== YOUR OBJECTIVE ==
Every record below should be printed exactly as it appears.

[Dataset entries]
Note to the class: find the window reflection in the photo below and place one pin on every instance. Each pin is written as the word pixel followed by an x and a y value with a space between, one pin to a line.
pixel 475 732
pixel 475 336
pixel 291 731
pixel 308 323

== RESULT BELOW ==
Note to the class: find the window reflection in the photo below and place one pin on every instance. Each pin is written as the word pixel followed by an x and a y value with a space between, one pin to a line.
pixel 475 732
pixel 475 336
pixel 291 731
pixel 308 323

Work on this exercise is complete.